Using the information –
1. In the vampire panic post, rewrite the passage starting with "I know I am" and going on through "from our world.", substituting "trustworthy gauge" for "reliable barometer".
2. Name every U.S. state mentioned in the vampire panic post.

Study text –
========

Monday, October 8, 2012

Vampire Panics in 19th-Century New England

Great story by Abigail Tucker in Smithsonian about vampire panics in 19th-century New England. She begins from the strange burial of "JB", found near Griswold, Connecticut in 1990. JB was a man in his 50s buried around 1830, so called because of initials marked out in tacks on his coffin. His bones had been rearranged, and his head removed, about five years after he was buried. This led the investigators to tale of the Jewett City Vampires; in 1854, several corpses had been exhumed and tampered with in Jewett City, CT. And then they found Michael Bell, a Rhode Island folklorist who has made a study of these exhumations. Bell's book, Food for the Dead: On the Trail of New England’s Vampires documents more than 80 cases, beginning in the late 1700s, mostly in rural New England:
The particulars of the vampire exhumations, though, vary widely. In many cases, only family and neighbors participated. But sometimes town fathers voted on the matter, or medical doctors and clergymen gave their blessings or even pitched in. Some communities in Maine and Plymouth, Massachusetts, opted to simply flip the exhumed vampire facedown in the grave and leave it at that. In Connecticut, Rhode Island and Vermont, though, they frequently burned the dead person’s heart, sometimes inhaling the smoke as a cure. (In Europe, too, exhumation protocol varied with region: Some beheaded suspected vampire corpses, while others bound their feet with thorns.)

Often these rituals were clandestine, lantern-lit affairs. But, particularly in Vermont, they could be quite public, even festive. One vampire heart was reportedly torched on the Woodstock, Vermont, town green in 1830. In Manchester, hundreds of people flocked to a 1793 heart-burning ceremony at a blacksmith’s forge: “Timothy Mead officiated at the altar in the sacrifice to the Demon Vampire who it was believed was still sucking the blood of the then living wife of Captain Burton,” an early town history says. “It was the month of February and good sleighing.”
According to Bell, these incidents almost always correspond to tuberculosis outbreaks. I have to say that this makes me wonder, because tuberculosis is not the kind of highly contagious disease that has frequent outbreaks. It was endemic in Europe and America throughout this period, and most people were exposed to the bacteria. Only a minority got very sick. But clusters certainly do occur, and in a small town three or four serious cases at once might seem like an epidemic.

I know I am not a reliable barometer of contemporary American opinion, but it seems to me that the fear of the dead, I mean the real dread that they might be tormenting the living and sucking their life out, seems to have completely disappeared from our world.

1 comment:

leif said...

indeed, though the fairly recent belief in visits by extraterrestrials and the comparatively antiquarian belief in deities, still persist. humans appear driven to use these tropes to their best advantage, whether that be for entertainment or to support murder and war.

========

(Collected data)
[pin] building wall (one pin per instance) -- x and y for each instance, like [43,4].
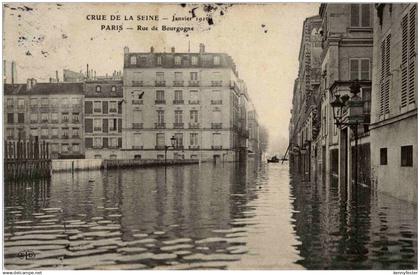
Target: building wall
[398,127]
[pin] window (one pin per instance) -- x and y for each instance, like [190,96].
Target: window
[383,156]
[216,60]
[160,139]
[178,95]
[160,76]
[21,103]
[10,118]
[76,147]
[112,124]
[133,60]
[138,141]
[65,117]
[10,103]
[54,117]
[34,118]
[194,116]
[194,139]
[97,142]
[360,15]
[178,140]
[408,58]
[407,156]
[112,106]
[359,69]
[113,142]
[161,116]
[75,117]
[97,107]
[384,80]
[21,118]
[97,124]
[64,147]
[178,116]
[54,132]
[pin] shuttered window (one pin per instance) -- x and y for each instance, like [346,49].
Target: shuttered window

========

Solved problems –
1.
I know I am not a trustworthy gauge of contemporary American opinion, but it seems to me that the fear of the dead, I mean the real dread that they might be tormenting the living and sucking their life out, seems to have completely disappeared from our world.

2. Connecticut, Rhode Island, Maine, Massachusetts, Vermont